══ EXCERTO APRESENTADO ══

O anticomunismo, enquanto arma fundamental da ideologia burguesa, indica a direcção e a orientação fundamental da sua estratégia de mistificação. Os seus diferentes temas visam assegurar a “invisibilidade” dos comunistas ou da alternativa comunista. Por isso, um dos eixos fundamentais do seu comportamento é o sistemático, prolongado e implacável silenciamento da sua voz, das suas propostas, da sua história, indiscernível da história, dos últimos 150 anos, em particular, dos povos. O mesmo se passa em Portugal.
O silenciamento do PCP é assumido por um discurso que atribui ao excluído a responsabilidade por aquilo que é assim apresentado como a sua autoexclusão. É o que o próprio PCP é, aquilo porque tem combatido e combate, que é a razão da sua (auto)exclusão. A exclusão do PCP é, por outro lado, “justificada” porque o PCP “está fechado à realidade”. A credibilização desta ideia passa por uma manipulação completa da realidade. Assim, o PCP não aparece na realidade portuguesa porque dela foi previamente retirado. A televisão não concede a palavra ao PCP, ignora iniciativas, grandes reuniões, debates de propostas para os problemas do país, lutas um pouco por todo o território nacional e em variadíssimos sectores da vida nacional, e depois conclui que o PCP está calado, não tem opinião ou a sua opinião não é visível. Nos debates sobre os grandes temas económicos, políticos e sociais, frequentemente não há comunistas. O argumento, que podem explicitar, ou deixar que as pessoas o infiram: é o de que não há comunistas que sejam especialistas dessa matéria, ou que tenham ideias interessantes sobre aquela outra matéria. Isto torna-se mais escandaloso quando o tema parece trazer consigo os comunistas, os trabalhadores, a sua luta. Suponhamos uma luta de empresa ou a luta num sector profissional. Se é demasiado escandaloso não convidar nenhum representante dos trabalhadores, da CGTP ou dos comunistas, a dificuldade pode ser contornada convidando a participar um elemento da UGT, mesmo que nada efectivamente represente nessa luta ou nesse sector de actividade, ou um especialista universitário de “sociologia do trabalho” que represente os interesses patronais.
A manipulação da realidade, a fabricação do consenso e a imposição da obediência
A televisão e os media em geral apresentam as medidas que o governo (seja ele um qualquer governo que conduza uma política de direita) vem tomando como inevitáveis. Esta é uma das características que identificam a política de direita: a inevitabilidade é uma espécie de deus ex maquina que governa a situação política, social e económica portuguesa. A tentativa de convencer dessa inevitabilidade representa uma activa imposição da obediência, baseada na generalização de um falso consenso, que é sobretudo a obtenção, pela violência psicossocial e pela aculturação, de uma disposição para o consentimento. Esse consenso manipulado que se visa impor é também a partilha de uma outra ideia que não precisa de ser explicitada para ficar a pairar suspensa, ao nível sub-consciente dos espectadores, mas sempre que necessário pronta a ser reactivada, segundo a qual o capitalismo é a realidade, a ordem natural das coisas; e a realidade é um dado intransponível, imóvel e intransformável, contra o qual nada se pode fazer. O PCP, ao não aceitar esta realidade que representaria o final da evolução histórica [houve história mas já não há – é o máximo de flexibilidade consentida] mostra assim estar fora da realidade.

═══
══ REGISTOS FORNECIDOS ══

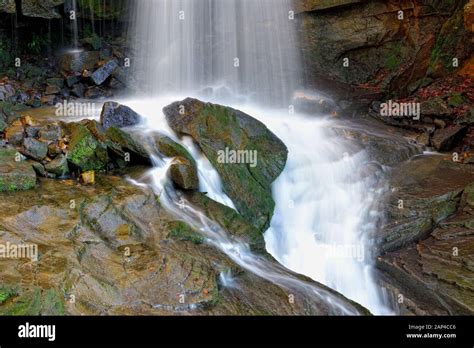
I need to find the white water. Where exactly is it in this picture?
[65,0,79,49]
[131,0,299,105]
[128,0,388,314]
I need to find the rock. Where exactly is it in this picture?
[0,148,36,192]
[84,86,105,99]
[45,155,69,177]
[80,170,95,185]
[44,86,61,95]
[20,115,36,127]
[48,142,63,158]
[431,126,467,151]
[0,0,16,13]
[154,134,196,165]
[32,162,48,178]
[21,0,65,19]
[38,94,56,107]
[100,102,141,129]
[185,192,266,254]
[91,60,118,86]
[4,126,25,145]
[67,124,109,171]
[0,117,8,133]
[66,75,81,88]
[46,77,64,89]
[59,51,100,74]
[0,85,15,101]
[167,221,205,244]
[0,171,367,316]
[329,120,424,167]
[169,157,199,190]
[20,138,48,161]
[39,125,62,141]
[71,83,86,98]
[163,98,288,230]
[420,97,450,116]
[378,156,474,251]
[377,189,474,315]
[105,127,151,164]
[294,0,464,102]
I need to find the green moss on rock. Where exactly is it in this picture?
[167,221,204,244]
[0,148,36,192]
[67,125,108,171]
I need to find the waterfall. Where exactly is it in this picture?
[64,0,79,49]
[131,0,299,106]
[128,0,389,314]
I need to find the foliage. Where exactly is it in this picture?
[27,33,51,54]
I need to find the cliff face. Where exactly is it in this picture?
[295,0,473,101]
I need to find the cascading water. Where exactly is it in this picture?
[132,0,298,106]
[128,0,388,314]
[65,0,79,49]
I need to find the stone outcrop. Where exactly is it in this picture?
[163,98,288,230]
[377,155,474,315]
[295,0,472,103]
[0,172,367,315]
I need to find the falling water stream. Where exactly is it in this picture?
[125,0,389,314]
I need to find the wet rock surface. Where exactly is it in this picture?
[377,155,474,315]
[100,102,141,129]
[163,98,288,230]
[0,176,364,315]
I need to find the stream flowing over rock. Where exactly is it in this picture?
[163,98,288,230]
[0,172,366,315]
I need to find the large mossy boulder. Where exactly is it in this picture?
[163,98,288,230]
[0,148,36,192]
[186,192,266,254]
[154,134,199,190]
[0,0,16,13]
[63,120,151,172]
[100,102,141,129]
[67,124,109,171]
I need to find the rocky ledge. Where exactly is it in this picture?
[0,100,369,315]
[377,154,474,315]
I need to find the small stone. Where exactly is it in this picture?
[4,126,25,145]
[21,138,48,161]
[44,86,61,95]
[66,75,81,88]
[91,60,118,86]
[71,83,86,98]
[0,148,36,192]
[32,162,48,178]
[100,102,141,129]
[46,77,64,89]
[80,170,95,185]
[45,155,68,177]
[39,125,61,141]
[169,157,199,190]
[20,115,35,126]
[25,126,41,138]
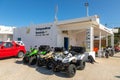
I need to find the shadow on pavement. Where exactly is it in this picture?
[115,76,120,78]
[15,60,23,64]
[36,67,54,75]
[36,67,69,78]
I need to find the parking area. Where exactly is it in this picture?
[0,53,120,80]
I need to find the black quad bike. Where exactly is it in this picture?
[23,46,39,65]
[52,46,86,77]
[37,45,53,69]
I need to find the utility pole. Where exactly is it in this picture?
[84,2,89,17]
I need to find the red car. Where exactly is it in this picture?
[115,46,120,52]
[0,41,26,59]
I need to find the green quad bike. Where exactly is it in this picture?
[23,46,39,65]
[37,45,53,69]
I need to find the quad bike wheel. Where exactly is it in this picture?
[46,61,52,69]
[23,56,29,64]
[17,51,24,58]
[37,59,43,67]
[77,61,86,70]
[67,64,76,77]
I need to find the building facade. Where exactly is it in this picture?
[0,26,15,41]
[13,15,114,58]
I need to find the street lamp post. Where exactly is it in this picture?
[85,2,89,16]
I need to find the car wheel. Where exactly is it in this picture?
[67,64,76,77]
[17,52,24,58]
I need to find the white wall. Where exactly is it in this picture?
[13,24,57,50]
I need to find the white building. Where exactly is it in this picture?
[0,25,15,41]
[13,15,114,58]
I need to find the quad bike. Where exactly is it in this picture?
[109,46,115,57]
[23,46,39,65]
[52,46,85,77]
[104,47,114,58]
[37,45,53,69]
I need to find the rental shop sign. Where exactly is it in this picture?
[35,27,51,36]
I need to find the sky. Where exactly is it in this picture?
[0,0,120,28]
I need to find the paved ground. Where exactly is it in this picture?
[0,53,120,80]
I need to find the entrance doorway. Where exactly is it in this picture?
[64,37,69,50]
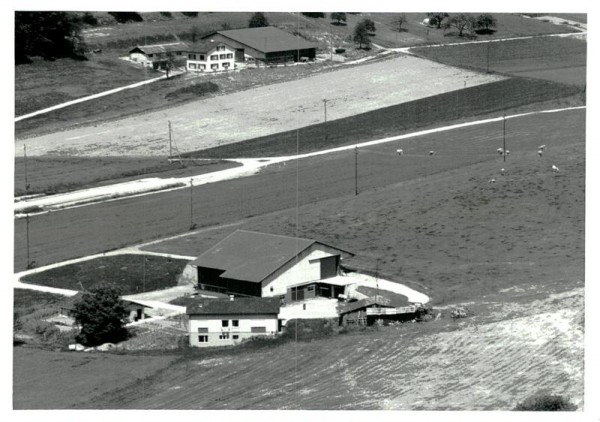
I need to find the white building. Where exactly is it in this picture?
[186,40,235,72]
[182,230,353,302]
[186,296,281,347]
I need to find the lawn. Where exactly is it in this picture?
[411,37,587,86]
[15,156,239,196]
[21,254,187,295]
[184,78,581,158]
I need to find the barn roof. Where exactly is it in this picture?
[204,26,316,53]
[185,297,280,315]
[190,230,353,283]
[129,42,188,54]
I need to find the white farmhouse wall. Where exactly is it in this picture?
[188,314,279,347]
[262,244,340,297]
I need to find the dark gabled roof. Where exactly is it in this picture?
[185,297,280,315]
[338,296,393,315]
[190,230,352,283]
[129,42,188,54]
[186,39,226,53]
[204,26,316,53]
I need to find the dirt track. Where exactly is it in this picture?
[15,55,502,156]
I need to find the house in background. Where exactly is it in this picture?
[129,42,189,70]
[186,296,281,347]
[202,26,317,64]
[182,230,353,302]
[186,40,235,72]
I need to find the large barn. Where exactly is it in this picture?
[203,26,317,63]
[184,230,353,301]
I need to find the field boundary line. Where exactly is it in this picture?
[15,72,182,122]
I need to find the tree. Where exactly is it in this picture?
[329,12,346,25]
[72,286,127,346]
[352,21,371,49]
[444,13,475,37]
[427,12,450,29]
[392,13,406,32]
[248,12,269,28]
[15,12,85,64]
[475,14,498,33]
[363,19,375,33]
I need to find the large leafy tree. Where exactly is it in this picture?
[72,286,128,346]
[15,12,85,64]
[248,12,269,28]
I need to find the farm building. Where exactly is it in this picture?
[186,40,235,72]
[129,42,189,70]
[186,296,281,347]
[338,296,422,326]
[203,26,317,63]
[183,230,353,301]
[60,293,150,322]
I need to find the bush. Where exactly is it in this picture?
[514,393,577,412]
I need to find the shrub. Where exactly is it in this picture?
[514,393,577,412]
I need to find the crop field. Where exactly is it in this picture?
[16,55,503,156]
[81,283,584,410]
[13,347,174,409]
[411,37,587,86]
[14,156,240,196]
[189,78,581,158]
[21,254,187,295]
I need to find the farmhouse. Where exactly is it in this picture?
[129,42,189,70]
[183,230,353,301]
[186,296,281,347]
[186,40,235,72]
[203,26,317,63]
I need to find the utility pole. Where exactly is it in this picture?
[169,120,173,161]
[502,113,506,162]
[354,147,358,196]
[23,144,29,195]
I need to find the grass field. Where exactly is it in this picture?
[75,284,583,410]
[15,156,239,196]
[17,55,503,156]
[21,255,187,295]
[184,78,581,158]
[13,347,174,409]
[411,37,587,86]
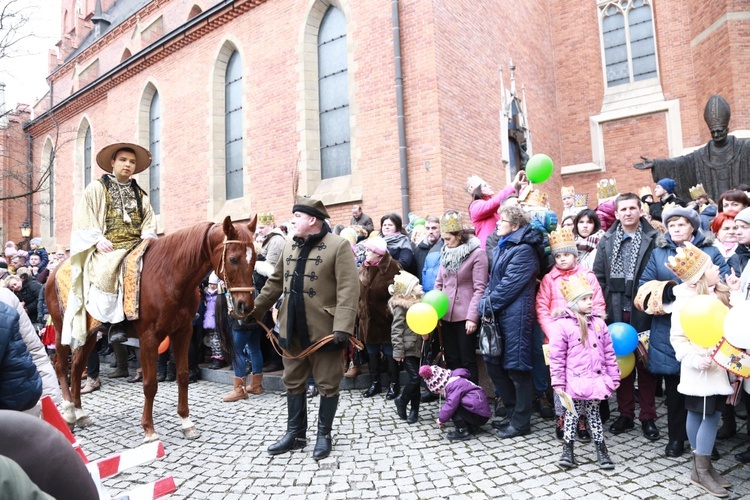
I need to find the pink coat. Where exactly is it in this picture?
[536,263,607,342]
[435,243,489,323]
[549,309,620,401]
[469,185,516,250]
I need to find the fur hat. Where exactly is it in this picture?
[292,196,331,219]
[362,236,388,255]
[657,177,677,194]
[661,203,701,231]
[96,142,151,175]
[419,365,451,394]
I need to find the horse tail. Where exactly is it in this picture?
[215,293,237,363]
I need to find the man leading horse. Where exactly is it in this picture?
[62,143,156,347]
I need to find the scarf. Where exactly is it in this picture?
[609,224,643,297]
[440,236,479,274]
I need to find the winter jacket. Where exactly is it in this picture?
[639,231,729,375]
[478,225,544,371]
[438,368,492,423]
[414,238,443,293]
[0,288,62,404]
[435,238,488,324]
[536,263,607,343]
[253,224,359,351]
[469,185,516,250]
[549,309,620,401]
[0,302,42,411]
[357,252,401,344]
[203,288,218,330]
[594,217,659,333]
[727,244,750,276]
[388,295,423,358]
[670,283,733,396]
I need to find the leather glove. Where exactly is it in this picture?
[333,332,350,344]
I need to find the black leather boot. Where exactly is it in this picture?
[313,394,339,460]
[268,393,307,455]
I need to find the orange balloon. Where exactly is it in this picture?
[158,337,169,354]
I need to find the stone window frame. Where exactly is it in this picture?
[135,78,167,234]
[73,114,96,198]
[296,0,364,205]
[206,40,252,222]
[40,135,57,242]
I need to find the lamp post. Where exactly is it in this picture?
[18,219,31,250]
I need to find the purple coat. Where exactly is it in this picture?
[438,368,492,423]
[549,309,620,400]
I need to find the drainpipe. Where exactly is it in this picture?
[391,0,409,223]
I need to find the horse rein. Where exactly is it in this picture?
[258,321,365,359]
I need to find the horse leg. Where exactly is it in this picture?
[70,333,96,429]
[55,344,76,431]
[170,323,200,439]
[138,336,159,443]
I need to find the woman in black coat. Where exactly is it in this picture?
[479,206,544,438]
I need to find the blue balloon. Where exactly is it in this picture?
[609,323,638,356]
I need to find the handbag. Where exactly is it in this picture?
[479,304,503,358]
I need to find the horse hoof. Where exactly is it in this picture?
[143,433,159,443]
[75,416,94,429]
[182,426,201,439]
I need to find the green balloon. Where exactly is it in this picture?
[526,153,555,184]
[422,290,450,319]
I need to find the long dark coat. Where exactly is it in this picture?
[357,252,401,344]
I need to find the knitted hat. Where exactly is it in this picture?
[549,227,578,256]
[665,241,712,285]
[388,269,419,295]
[362,236,388,255]
[292,196,331,219]
[661,203,701,231]
[419,365,451,394]
[560,274,594,307]
[657,177,677,194]
[734,207,750,224]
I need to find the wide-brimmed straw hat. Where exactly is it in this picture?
[96,142,151,175]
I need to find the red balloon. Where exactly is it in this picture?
[158,337,169,354]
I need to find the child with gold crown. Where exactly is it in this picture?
[549,274,620,469]
[665,242,733,497]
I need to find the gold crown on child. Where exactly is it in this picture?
[560,273,594,303]
[666,241,711,285]
[440,212,464,233]
[596,179,620,200]
[258,212,276,226]
[549,227,576,252]
[689,184,708,200]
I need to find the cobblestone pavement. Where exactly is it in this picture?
[76,378,750,500]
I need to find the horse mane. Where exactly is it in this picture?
[145,222,214,279]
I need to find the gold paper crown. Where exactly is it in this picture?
[596,179,620,200]
[518,185,547,207]
[560,273,594,304]
[549,227,576,253]
[388,270,419,295]
[560,186,576,198]
[440,212,464,233]
[666,241,711,285]
[690,184,708,200]
[258,212,276,226]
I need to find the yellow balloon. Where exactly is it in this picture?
[680,295,729,347]
[406,302,437,335]
[617,352,635,379]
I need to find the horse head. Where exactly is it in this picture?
[211,215,258,319]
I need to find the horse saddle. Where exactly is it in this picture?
[55,239,151,332]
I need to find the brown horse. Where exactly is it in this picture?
[44,217,257,442]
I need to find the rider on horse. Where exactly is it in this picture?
[62,143,156,347]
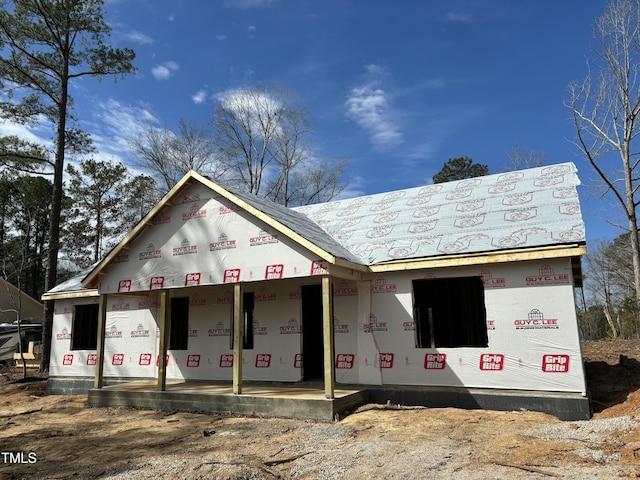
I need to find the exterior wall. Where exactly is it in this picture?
[98,185,329,294]
[334,259,586,395]
[50,280,302,381]
[50,259,586,394]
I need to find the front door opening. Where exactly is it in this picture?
[302,285,324,380]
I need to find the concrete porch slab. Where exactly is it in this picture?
[87,381,368,421]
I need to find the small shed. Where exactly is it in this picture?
[44,163,590,419]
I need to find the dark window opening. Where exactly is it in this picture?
[413,277,489,348]
[230,292,254,350]
[71,303,100,350]
[168,297,189,350]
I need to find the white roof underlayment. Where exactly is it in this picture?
[293,163,585,265]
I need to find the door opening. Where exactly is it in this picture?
[302,285,324,380]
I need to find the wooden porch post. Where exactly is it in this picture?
[322,276,335,399]
[158,290,171,391]
[93,294,107,388]
[233,282,244,395]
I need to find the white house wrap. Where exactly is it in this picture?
[44,163,589,418]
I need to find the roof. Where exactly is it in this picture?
[42,264,98,300]
[43,163,585,298]
[295,163,585,266]
[229,185,362,264]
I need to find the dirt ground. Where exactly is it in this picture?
[0,340,640,480]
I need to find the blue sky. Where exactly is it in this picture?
[1,0,622,244]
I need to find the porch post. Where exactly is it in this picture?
[158,290,171,391]
[322,276,335,399]
[93,294,107,388]
[233,282,244,395]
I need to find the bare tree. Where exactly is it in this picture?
[129,120,225,193]
[503,144,547,172]
[567,0,640,302]
[212,86,346,206]
[585,241,621,338]
[212,87,287,196]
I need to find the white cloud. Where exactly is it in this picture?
[0,117,53,148]
[88,99,159,165]
[445,12,474,23]
[122,30,155,45]
[191,90,207,105]
[224,0,280,9]
[151,61,180,80]
[345,65,403,150]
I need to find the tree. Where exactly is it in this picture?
[503,145,547,172]
[567,0,640,308]
[584,234,640,339]
[65,160,128,268]
[0,0,135,370]
[129,120,225,193]
[117,175,161,232]
[0,172,52,298]
[212,86,346,206]
[433,157,489,183]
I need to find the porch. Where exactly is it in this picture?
[87,380,369,421]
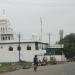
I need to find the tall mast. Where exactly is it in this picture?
[3,9,5,15]
[40,17,42,42]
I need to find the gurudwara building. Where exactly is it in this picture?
[0,16,48,62]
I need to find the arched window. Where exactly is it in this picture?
[27,45,31,50]
[9,47,13,51]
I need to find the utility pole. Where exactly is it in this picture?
[18,32,21,62]
[40,17,43,49]
[49,32,50,48]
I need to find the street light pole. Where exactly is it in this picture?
[49,32,50,47]
[18,33,21,62]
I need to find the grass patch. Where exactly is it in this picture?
[0,61,32,73]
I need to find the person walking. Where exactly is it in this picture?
[34,55,38,72]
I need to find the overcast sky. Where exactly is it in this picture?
[0,0,75,42]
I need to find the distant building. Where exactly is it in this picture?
[0,16,48,62]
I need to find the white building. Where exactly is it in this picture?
[0,16,48,62]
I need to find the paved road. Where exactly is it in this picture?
[0,63,75,75]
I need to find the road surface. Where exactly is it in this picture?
[0,63,75,75]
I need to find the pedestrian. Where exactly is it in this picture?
[34,55,38,72]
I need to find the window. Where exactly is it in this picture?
[27,45,31,50]
[9,47,13,51]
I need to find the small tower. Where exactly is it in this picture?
[0,10,13,41]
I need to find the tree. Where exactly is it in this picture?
[59,33,75,58]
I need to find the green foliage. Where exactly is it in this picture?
[59,33,75,58]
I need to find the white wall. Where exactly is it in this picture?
[0,43,46,62]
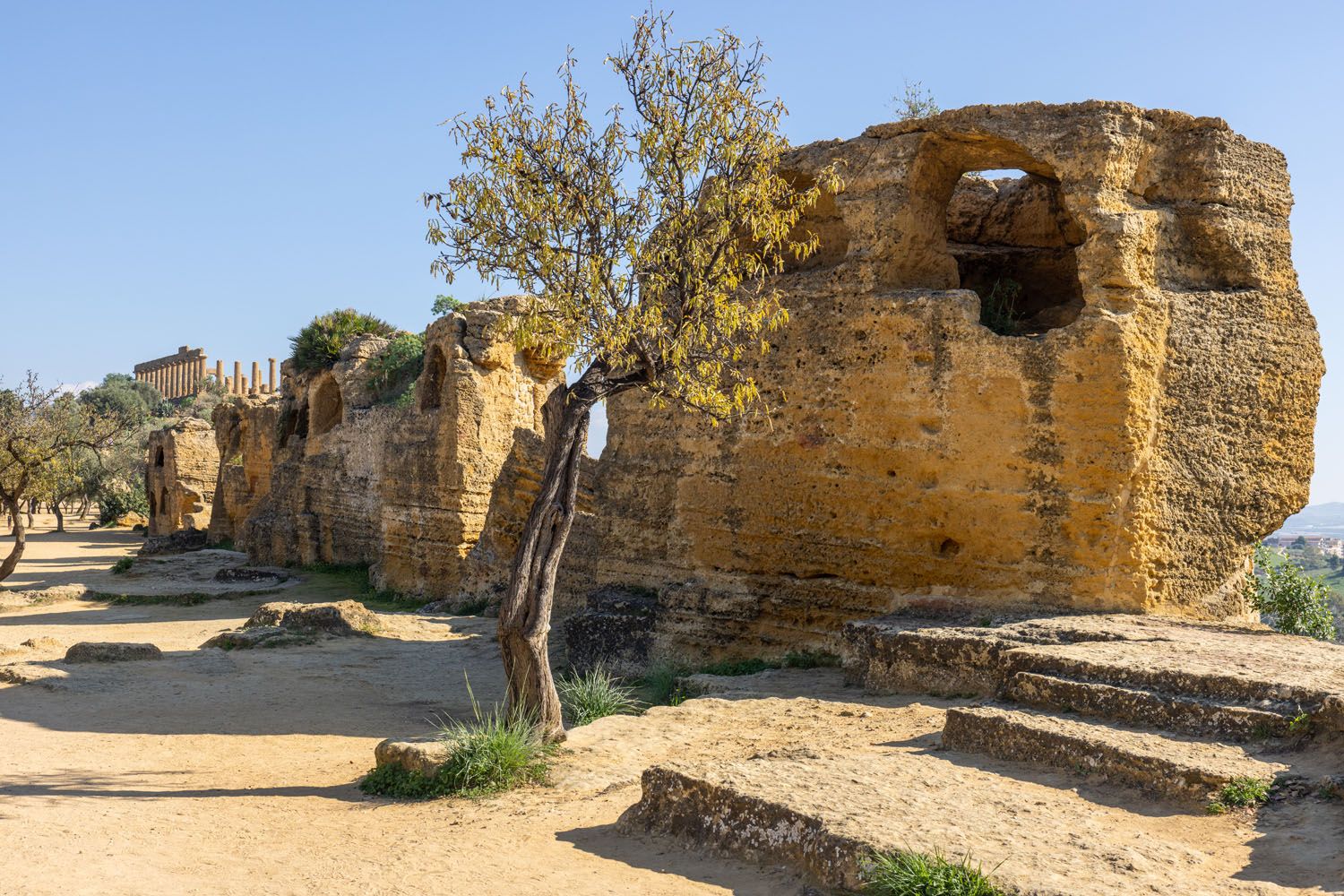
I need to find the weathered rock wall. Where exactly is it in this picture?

═══

▶ OBJETIVO DO EXERCÍCIO
Transcreva, do texto sobre o silenciamento do PCP, o trecho que começa em "O anticomunismo, enquanto" e vai até "passa em Portugal.", incluindo estas últimas palavras.

▶ RESPOSTA ESCRITA
O anticomunismo, enquanto arma fundamental da ideologia burguesa, indica a direcção e a orientação fundamental da sua estratégia de mistificação. Os seus diferentes temas visam assegurar a “invisibilidade” dos comunistas ou da alternativa comunista. Por isso, um dos eixos fundamentais do seu comportamento é o sistemático, prolongado e implacável silenciamento da sua voz, das suas propostas, da sua história, indiscernível da história, dos últimos 150 anos, em particular, dos povos. O mesmo se passa em Portugal.